Or woman. Or child. It’s hard to fathom so much despair and death in one fairly small community, but if you’re looking for reasons, years of conflict and trauma have clearly left their mark.
“It’s a lot of things,” said Conlan. “There’s obviously post-traumatic stress feeding down through families from the Troubles and it got bigger and bigger and bigger with more deaths each year. That’s partly something to do with it. Maybe the poverty, the healthcare, there are so many reasons why that it’s very hard to pinpoint one. It’s a scary thing. Northern Ireland has a population of 1.8 million people and 307 of those people killed themselves in 2018.”
Feeling bad is one thing, trying to do something about it is another, and Conlan sprung into action, setting up charity auctions for the family of Cillian Draine and then organizing an open letter signed by several notable figures asking primarily for more funding for mental health charities and a reduction in the waiting time to be seen by a mental health professional.
Once the letter was circulated, I asked Conlan if there was positive movement.
“Not really,” he said. “As politicians do, they dance around the question and don’t give solid answers. I’ve called them out on numerous occasions and on live TV, but what they’ve done was set up a group to tackle mental health. But when people set up a group, it’s not like they’re doing something. They’re setting up a group to ask questions and maybe try to get things done, but they’re not actually trying to get it done because the health minister (Robin Swann), if he reads the letter and sees the demands that have been asked for, with a click of his fingers he can change these things. I think in the health budget, it’s between three and four percent that they spend on mental health, whereas other parts of the UK spend 12 percent. It’s terrible and something that can be fixed and prevented.”
Mick Conlan didn’t get to fight in New York City on March 17, his annual headlining appearance in the Big Apple called off due to the COVID-19 outbreak. That’s okay, once the world gets back to normal, he’ll get back in the ring and pick up on his plan for this to be the biggest year of his career.
“I’ve been saying it from last year, I know this is gonna be the big year and this is gonna be the year when I become world champion, so I’m excited,” he said.
That’s in the ring. Outside it, there are worldwide health issues to deal with and a new way of life, at least for the time being. But there’s still a fight to be had, and Conlan’s not done fighting it.
“I’ve seen the effects on the people left behind,” he said. “I broke down crying once or twice in front of the families I was talking to because it does really break my heart seeing my people affected the way they’ve been affected. It’s one of the most heart-wrenching things you’ll see.”
Conlan doesn’t want to see it anymore. Not just for the people of Northern Ireland he doesn’t know, but for the ones he does, mainly his two little ones at home. Thanks to their father’s notoriety, they won’t live the same lives as those struggling day-to-day in West Belfast. But their friends might, and through social media and the media, they will be exposed to such tragedies if help isn’t given to those who need it.
“It’s a vicious cycle which is very hard to break and that’s what I’m trying to do – I’m trying to break that cycle for the next generation,” said Conlan. “I have young kids myself and to see my kids seeing this kind of thing, it’s kind of normalized. It’s happened so much and then they have the big funerals and stuff, because they’re young kids and they’ve got all the friends and families who want to show support, but at the same time it kind of glamorizes it and I don’t like that.”
So he’s doing something about it, proving once more that champions don’t always have gold belts.

Stored data:
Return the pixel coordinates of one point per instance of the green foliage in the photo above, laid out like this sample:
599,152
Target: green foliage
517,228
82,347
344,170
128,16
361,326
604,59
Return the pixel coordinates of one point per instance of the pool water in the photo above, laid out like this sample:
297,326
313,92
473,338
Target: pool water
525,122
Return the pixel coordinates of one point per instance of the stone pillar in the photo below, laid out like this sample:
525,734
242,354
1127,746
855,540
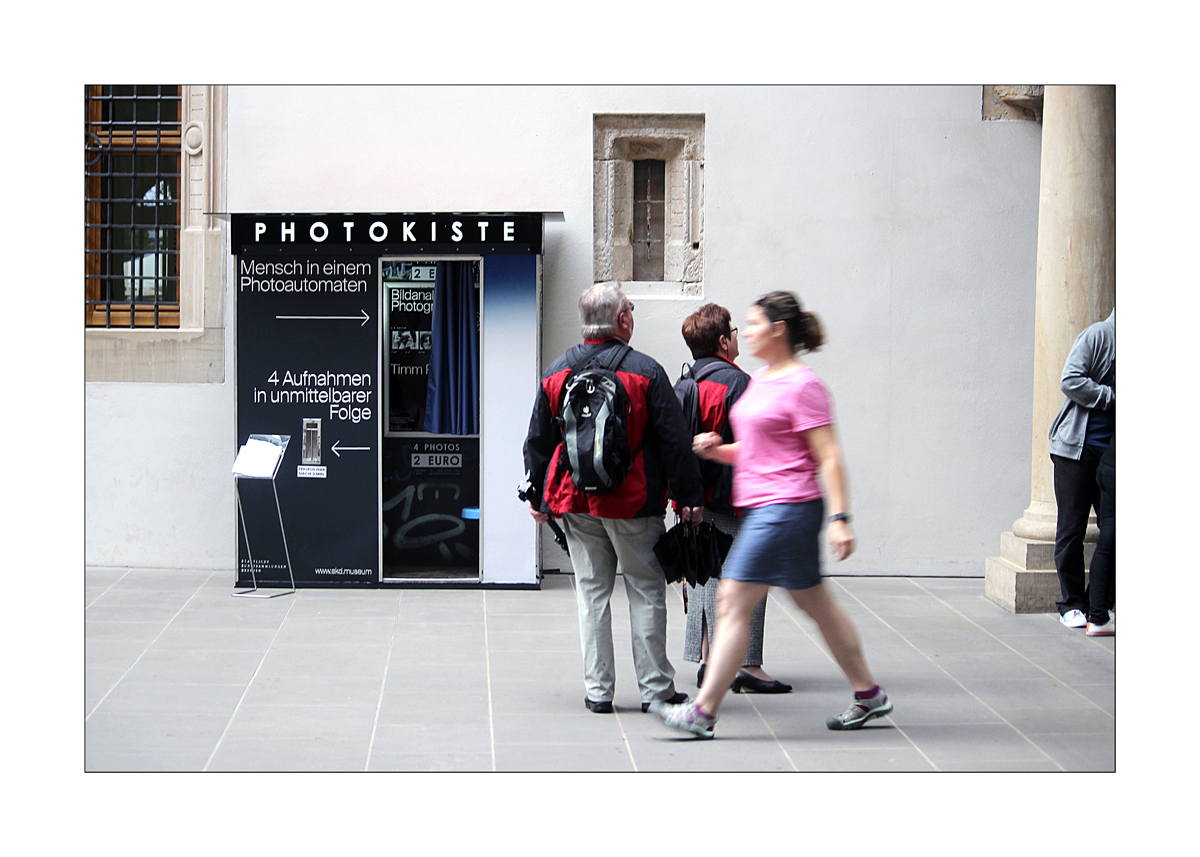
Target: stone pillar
1075,287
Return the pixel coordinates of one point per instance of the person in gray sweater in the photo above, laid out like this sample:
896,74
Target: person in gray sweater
1079,436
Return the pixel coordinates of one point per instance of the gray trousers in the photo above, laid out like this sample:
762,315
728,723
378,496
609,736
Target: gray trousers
702,609
600,547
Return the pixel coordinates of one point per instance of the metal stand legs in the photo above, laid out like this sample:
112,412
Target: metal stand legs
256,592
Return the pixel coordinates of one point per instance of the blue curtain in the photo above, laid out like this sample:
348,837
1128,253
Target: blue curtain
451,403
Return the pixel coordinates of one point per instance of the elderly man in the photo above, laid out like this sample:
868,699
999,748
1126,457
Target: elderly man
1079,436
616,528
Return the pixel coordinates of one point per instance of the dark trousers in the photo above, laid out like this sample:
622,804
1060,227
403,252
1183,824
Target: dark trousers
1102,587
1075,493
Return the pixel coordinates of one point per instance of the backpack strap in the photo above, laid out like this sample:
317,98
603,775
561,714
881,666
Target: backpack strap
711,369
583,357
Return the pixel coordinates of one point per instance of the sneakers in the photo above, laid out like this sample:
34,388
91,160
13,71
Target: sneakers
687,718
861,711
675,699
1074,618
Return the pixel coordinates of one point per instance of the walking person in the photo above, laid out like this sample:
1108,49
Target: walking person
612,529
784,435
1079,436
713,342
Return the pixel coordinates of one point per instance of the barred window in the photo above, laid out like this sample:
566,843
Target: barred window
131,205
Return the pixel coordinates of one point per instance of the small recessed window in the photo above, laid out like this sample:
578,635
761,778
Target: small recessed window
649,219
648,173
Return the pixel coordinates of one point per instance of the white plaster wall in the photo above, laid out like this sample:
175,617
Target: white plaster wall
903,219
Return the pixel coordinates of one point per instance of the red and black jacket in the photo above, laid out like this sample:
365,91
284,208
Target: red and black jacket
718,391
663,465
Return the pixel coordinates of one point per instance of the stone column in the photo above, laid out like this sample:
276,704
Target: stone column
1075,287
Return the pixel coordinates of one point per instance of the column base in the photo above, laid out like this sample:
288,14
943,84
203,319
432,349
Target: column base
1023,579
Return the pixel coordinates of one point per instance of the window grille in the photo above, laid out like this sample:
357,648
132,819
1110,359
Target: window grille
131,205
649,220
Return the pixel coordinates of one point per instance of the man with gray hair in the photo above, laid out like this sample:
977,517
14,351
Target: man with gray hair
615,529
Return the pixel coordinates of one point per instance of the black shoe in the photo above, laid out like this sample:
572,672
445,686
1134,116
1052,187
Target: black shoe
678,699
747,683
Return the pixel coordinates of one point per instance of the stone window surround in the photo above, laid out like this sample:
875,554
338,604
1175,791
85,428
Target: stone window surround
678,139
195,352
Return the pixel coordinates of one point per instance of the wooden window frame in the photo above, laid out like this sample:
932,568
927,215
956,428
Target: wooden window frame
165,139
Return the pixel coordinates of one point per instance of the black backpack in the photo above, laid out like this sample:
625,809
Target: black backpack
688,393
593,417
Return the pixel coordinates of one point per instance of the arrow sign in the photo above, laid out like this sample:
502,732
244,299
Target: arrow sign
339,451
365,317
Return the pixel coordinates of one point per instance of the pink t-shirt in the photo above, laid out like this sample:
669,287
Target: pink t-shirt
774,465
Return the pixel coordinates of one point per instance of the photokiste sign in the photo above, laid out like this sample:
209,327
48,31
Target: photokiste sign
391,233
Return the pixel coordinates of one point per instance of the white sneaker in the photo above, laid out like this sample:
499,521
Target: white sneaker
1074,618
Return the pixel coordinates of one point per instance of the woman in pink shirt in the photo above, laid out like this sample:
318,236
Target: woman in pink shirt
785,432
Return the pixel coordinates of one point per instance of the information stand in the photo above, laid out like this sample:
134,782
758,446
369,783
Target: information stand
259,457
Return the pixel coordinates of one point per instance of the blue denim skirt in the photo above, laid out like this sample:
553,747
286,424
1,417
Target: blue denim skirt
778,545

Your tasks:
[A] According to the Conlan article, how many people in Northern Ireland killed themselves in 2018?
[B] Return the passage of the Conlan article between "Mick Conlan didn’t" and "of his career.", inclusive.
The listing after the Conlan article comes from a separate source.

Completed exercise:
[A] 307 people

[B]
Mick Conlan didn’t get to fight in New York City on March 17, his annual headlining appearance in the Big Apple called off due to the COVID-19 outbreak. That’s okay, once the world gets back to normal, he’ll get back in the ring and pick up on his plan for this to be the biggest year of his career.